Listed entries:
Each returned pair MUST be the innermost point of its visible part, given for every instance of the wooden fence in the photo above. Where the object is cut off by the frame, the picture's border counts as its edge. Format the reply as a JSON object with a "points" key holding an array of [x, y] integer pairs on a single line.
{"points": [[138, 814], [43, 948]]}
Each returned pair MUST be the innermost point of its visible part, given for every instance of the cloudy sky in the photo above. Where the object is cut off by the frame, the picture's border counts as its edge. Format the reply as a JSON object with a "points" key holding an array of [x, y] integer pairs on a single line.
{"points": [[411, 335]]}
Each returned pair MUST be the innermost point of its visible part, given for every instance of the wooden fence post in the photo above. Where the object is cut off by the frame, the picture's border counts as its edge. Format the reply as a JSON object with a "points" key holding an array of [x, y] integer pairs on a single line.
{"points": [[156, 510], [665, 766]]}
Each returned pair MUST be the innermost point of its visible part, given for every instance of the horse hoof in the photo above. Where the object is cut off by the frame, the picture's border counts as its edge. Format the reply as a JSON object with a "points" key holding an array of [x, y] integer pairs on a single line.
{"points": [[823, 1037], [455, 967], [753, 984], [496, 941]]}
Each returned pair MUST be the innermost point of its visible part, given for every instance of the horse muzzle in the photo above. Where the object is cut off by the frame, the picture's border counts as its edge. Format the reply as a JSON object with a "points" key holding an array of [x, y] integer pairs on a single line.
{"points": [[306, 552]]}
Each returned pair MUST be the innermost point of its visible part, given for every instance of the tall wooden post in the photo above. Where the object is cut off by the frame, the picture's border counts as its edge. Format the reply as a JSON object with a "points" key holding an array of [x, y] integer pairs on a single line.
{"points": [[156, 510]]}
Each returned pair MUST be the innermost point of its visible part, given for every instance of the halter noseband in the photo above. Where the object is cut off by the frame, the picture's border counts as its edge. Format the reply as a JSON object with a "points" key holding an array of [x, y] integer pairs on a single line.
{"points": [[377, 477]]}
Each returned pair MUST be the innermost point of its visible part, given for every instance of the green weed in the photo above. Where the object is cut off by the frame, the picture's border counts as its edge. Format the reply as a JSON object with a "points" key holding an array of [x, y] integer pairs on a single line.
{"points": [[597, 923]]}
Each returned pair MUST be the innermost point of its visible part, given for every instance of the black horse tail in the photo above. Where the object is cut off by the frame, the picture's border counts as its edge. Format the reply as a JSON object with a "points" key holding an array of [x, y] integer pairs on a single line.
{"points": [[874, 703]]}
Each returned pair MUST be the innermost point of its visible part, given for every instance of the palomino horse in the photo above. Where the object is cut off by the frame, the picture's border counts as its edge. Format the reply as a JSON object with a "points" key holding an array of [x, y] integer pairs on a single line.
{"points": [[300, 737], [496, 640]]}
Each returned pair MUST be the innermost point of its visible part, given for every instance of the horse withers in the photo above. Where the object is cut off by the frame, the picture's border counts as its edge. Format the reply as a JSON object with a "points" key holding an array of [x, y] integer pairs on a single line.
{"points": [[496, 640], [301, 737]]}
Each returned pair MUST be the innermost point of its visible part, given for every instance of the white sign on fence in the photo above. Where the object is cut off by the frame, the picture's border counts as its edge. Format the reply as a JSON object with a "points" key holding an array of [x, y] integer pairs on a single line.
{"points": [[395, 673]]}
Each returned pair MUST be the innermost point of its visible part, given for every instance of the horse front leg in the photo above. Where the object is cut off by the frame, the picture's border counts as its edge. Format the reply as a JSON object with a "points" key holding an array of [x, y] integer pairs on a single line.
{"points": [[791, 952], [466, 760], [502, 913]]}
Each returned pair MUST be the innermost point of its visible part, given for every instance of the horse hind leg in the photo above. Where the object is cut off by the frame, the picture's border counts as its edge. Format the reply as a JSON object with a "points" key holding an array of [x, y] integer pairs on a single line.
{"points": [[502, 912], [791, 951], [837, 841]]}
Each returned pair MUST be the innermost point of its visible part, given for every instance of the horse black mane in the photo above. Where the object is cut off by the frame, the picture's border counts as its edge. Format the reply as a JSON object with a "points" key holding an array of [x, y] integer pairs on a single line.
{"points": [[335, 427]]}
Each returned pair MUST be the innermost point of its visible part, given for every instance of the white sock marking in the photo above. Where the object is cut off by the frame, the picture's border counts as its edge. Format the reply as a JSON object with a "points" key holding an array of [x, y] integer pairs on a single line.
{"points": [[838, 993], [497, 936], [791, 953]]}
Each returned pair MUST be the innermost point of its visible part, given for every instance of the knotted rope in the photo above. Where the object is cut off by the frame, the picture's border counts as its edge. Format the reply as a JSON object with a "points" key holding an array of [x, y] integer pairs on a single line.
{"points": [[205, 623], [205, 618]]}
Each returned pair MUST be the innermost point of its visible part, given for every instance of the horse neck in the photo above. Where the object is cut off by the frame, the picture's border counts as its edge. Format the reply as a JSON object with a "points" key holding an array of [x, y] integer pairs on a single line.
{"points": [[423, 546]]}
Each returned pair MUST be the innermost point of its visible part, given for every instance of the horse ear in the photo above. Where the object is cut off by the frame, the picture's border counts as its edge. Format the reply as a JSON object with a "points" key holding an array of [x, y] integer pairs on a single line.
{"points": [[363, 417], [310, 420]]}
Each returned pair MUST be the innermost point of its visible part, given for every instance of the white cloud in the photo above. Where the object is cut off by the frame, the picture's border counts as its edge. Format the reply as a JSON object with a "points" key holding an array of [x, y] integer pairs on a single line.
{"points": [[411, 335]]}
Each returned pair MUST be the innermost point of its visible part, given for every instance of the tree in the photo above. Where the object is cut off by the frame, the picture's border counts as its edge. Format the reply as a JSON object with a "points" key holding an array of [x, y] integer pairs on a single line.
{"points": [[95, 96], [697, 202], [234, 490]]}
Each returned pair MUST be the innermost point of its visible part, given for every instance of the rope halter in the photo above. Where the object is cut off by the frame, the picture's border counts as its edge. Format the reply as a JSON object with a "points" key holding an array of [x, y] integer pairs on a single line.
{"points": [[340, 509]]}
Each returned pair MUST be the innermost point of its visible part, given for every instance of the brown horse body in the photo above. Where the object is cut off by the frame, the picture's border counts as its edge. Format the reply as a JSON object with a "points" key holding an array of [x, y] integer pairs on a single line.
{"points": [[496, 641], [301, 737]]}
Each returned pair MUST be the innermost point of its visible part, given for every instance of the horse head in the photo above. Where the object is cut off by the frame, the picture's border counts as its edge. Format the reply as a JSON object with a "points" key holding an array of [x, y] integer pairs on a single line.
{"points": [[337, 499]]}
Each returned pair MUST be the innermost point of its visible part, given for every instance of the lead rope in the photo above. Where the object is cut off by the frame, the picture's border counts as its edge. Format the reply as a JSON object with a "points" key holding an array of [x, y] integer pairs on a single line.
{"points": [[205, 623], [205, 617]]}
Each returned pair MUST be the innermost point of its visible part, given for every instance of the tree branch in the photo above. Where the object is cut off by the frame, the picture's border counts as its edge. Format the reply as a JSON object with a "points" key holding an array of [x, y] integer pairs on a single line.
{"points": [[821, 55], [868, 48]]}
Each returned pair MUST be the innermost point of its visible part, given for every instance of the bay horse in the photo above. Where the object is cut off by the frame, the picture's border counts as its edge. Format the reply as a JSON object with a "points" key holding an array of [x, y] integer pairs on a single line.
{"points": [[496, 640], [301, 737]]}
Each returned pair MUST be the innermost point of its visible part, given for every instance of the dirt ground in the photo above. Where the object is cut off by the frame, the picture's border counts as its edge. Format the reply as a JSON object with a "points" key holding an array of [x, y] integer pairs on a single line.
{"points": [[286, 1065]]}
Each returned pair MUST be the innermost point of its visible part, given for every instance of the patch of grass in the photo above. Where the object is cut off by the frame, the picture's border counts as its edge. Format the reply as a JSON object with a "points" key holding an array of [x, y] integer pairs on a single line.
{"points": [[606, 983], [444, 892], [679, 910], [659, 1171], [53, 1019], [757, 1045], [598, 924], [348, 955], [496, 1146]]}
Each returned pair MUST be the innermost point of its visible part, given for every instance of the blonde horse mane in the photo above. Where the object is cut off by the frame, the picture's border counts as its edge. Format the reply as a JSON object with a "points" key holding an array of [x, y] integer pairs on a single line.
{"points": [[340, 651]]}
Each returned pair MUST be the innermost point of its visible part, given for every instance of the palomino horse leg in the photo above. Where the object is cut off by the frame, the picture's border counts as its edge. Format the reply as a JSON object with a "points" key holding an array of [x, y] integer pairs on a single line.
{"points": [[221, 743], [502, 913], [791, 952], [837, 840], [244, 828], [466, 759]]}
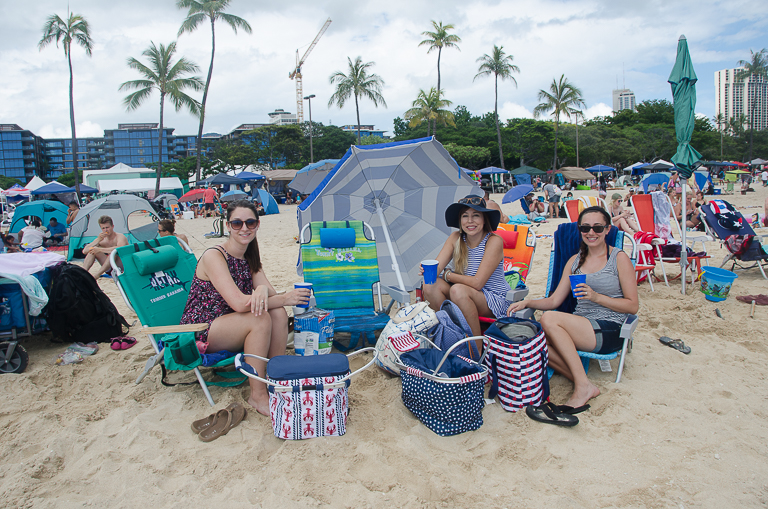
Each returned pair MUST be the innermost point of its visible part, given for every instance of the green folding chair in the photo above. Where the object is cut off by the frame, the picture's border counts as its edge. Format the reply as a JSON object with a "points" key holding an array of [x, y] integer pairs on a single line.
{"points": [[342, 264], [154, 278]]}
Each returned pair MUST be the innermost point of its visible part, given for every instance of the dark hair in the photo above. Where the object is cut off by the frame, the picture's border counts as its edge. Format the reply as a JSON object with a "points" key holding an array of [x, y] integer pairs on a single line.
{"points": [[252, 251], [583, 249], [168, 225]]}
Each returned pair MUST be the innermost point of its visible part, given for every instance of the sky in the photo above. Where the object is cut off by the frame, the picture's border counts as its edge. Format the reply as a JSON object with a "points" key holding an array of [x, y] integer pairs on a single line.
{"points": [[596, 44]]}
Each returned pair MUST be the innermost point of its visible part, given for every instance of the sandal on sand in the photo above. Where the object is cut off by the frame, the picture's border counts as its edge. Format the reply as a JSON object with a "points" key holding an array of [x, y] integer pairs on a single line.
{"points": [[224, 421], [201, 424], [677, 344], [547, 413]]}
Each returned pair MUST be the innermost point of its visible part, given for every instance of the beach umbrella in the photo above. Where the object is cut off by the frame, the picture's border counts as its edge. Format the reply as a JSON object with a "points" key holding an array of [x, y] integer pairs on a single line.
{"points": [[234, 195], [192, 195], [516, 193], [683, 79], [402, 190]]}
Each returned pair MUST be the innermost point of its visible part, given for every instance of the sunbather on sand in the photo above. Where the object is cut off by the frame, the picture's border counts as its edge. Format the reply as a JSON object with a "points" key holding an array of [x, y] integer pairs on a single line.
{"points": [[609, 295], [230, 291]]}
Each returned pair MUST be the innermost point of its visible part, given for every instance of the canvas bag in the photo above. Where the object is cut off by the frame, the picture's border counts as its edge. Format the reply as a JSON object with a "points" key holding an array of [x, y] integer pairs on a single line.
{"points": [[417, 318], [517, 365]]}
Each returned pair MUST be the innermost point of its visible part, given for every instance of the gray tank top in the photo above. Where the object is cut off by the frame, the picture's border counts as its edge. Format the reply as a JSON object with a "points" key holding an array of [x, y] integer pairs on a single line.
{"points": [[606, 282]]}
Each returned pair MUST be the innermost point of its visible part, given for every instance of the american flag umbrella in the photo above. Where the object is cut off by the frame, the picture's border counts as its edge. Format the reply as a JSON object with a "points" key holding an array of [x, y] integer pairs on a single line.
{"points": [[402, 190]]}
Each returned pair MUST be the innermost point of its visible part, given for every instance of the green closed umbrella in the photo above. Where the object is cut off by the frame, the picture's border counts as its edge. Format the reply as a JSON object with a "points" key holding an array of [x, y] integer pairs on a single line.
{"points": [[683, 81]]}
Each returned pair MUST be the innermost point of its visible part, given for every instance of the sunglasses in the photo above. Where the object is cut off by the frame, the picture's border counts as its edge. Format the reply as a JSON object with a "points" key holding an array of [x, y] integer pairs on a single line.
{"points": [[472, 200], [237, 224], [598, 228]]}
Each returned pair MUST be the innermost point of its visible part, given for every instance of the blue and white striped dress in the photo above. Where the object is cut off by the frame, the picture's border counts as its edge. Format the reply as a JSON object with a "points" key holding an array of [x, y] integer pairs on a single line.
{"points": [[496, 288]]}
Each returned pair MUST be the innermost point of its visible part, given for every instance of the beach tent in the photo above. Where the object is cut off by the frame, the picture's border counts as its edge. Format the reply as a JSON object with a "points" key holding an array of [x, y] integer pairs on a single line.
{"points": [[85, 228], [44, 209], [268, 202]]}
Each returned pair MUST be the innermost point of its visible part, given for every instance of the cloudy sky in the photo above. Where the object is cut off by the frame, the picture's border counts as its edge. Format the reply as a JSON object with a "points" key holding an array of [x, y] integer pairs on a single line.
{"points": [[597, 44]]}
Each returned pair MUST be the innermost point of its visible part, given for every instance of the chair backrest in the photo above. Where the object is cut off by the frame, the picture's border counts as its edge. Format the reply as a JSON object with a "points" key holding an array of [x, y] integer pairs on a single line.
{"points": [[341, 263], [155, 279], [519, 248], [565, 244]]}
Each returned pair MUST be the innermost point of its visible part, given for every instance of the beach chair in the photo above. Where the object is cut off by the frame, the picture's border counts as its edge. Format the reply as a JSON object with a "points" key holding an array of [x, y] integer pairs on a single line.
{"points": [[566, 244], [754, 254], [647, 220], [154, 281], [341, 262]]}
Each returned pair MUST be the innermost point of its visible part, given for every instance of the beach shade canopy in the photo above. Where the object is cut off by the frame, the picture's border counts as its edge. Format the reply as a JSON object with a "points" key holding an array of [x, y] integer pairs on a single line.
{"points": [[516, 193], [527, 170], [192, 195], [234, 195], [44, 209], [221, 179], [309, 177], [249, 175], [600, 168], [402, 190]]}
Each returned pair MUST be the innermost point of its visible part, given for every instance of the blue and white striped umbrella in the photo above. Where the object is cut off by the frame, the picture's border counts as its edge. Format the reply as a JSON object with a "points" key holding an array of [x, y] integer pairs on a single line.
{"points": [[402, 190]]}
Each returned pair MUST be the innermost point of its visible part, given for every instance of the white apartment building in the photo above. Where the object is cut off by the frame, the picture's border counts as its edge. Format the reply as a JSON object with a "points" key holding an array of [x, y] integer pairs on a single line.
{"points": [[734, 98], [623, 99]]}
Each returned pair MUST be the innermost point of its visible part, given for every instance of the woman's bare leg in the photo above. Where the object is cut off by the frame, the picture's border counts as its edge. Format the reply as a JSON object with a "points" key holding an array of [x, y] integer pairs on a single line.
{"points": [[252, 334], [565, 334]]}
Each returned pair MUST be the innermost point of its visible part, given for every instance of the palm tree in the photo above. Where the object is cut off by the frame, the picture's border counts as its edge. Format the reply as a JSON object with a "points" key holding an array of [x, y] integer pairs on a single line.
{"points": [[438, 40], [500, 65], [429, 107], [562, 99], [74, 29], [719, 120], [167, 77], [199, 12], [358, 83], [754, 69]]}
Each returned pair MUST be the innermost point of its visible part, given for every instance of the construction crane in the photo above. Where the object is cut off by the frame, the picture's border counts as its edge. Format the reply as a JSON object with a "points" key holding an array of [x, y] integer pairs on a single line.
{"points": [[296, 72]]}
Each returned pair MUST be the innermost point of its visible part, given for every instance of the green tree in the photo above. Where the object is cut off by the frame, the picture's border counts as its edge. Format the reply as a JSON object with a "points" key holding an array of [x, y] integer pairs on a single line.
{"points": [[500, 65], [429, 107], [562, 99], [199, 12], [756, 69], [74, 29], [169, 79], [438, 40], [358, 83]]}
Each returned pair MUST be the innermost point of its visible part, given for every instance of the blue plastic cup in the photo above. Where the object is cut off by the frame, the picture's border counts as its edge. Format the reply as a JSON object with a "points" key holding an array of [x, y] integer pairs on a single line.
{"points": [[577, 279], [303, 285], [430, 271]]}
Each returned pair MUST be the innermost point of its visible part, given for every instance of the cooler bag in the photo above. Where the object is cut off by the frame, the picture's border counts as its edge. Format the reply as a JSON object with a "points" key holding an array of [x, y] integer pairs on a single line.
{"points": [[517, 364], [307, 395]]}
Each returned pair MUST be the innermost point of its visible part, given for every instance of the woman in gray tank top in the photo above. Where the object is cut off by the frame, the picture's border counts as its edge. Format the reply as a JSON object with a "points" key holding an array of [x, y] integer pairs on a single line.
{"points": [[609, 294]]}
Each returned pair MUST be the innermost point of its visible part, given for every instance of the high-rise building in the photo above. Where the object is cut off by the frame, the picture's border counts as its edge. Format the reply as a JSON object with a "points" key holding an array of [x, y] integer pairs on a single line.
{"points": [[734, 98], [623, 99]]}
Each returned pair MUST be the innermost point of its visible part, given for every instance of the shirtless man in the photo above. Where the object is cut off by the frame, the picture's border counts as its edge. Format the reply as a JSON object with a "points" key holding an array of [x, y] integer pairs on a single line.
{"points": [[495, 206], [105, 243]]}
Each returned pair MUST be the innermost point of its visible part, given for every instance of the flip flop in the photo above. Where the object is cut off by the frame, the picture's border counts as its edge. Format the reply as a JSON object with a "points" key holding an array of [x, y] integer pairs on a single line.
{"points": [[546, 414], [565, 409], [677, 344]]}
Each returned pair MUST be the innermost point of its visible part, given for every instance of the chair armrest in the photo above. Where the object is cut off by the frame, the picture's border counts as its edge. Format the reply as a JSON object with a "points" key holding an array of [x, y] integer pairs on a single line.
{"points": [[167, 329], [629, 326]]}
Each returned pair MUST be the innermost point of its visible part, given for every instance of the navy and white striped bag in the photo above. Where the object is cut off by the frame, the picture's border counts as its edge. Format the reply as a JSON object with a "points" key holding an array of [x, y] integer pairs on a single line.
{"points": [[517, 364]]}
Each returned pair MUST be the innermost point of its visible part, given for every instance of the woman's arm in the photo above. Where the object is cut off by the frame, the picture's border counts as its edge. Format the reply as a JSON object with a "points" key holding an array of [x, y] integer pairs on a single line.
{"points": [[492, 256], [629, 303]]}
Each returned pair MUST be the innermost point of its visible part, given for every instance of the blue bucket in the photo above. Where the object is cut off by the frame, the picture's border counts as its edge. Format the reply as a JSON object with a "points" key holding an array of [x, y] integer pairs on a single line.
{"points": [[716, 283]]}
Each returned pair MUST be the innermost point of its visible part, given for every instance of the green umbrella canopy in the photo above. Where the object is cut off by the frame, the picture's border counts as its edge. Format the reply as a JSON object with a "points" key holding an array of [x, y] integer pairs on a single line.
{"points": [[683, 81], [527, 170]]}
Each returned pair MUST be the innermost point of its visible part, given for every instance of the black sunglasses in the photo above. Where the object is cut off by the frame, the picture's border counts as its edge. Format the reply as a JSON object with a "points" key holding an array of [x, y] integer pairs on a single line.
{"points": [[237, 224], [472, 200], [598, 228]]}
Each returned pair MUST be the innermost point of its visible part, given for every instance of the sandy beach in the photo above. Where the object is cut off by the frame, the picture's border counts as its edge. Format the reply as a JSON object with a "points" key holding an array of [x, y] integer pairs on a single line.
{"points": [[678, 431]]}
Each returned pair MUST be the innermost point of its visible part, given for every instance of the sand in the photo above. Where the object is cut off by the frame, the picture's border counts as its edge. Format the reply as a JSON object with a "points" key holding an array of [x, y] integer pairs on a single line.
{"points": [[678, 431]]}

Work instruction:
The lines wanted are those from the one containing "the sand in" through the last line of the listing above. Repeat them exactly.

Solution to this task:
Each returned pair MUST be the innermost point of its visible part, given for every instance of the sand in the photo above. Where the object is cut off by the frame, the picture's border counts as its edge. Format the reply as a JSON object with a "points" key holding an array of [x, y] integer pairs on a single line.
{"points": [[678, 431]]}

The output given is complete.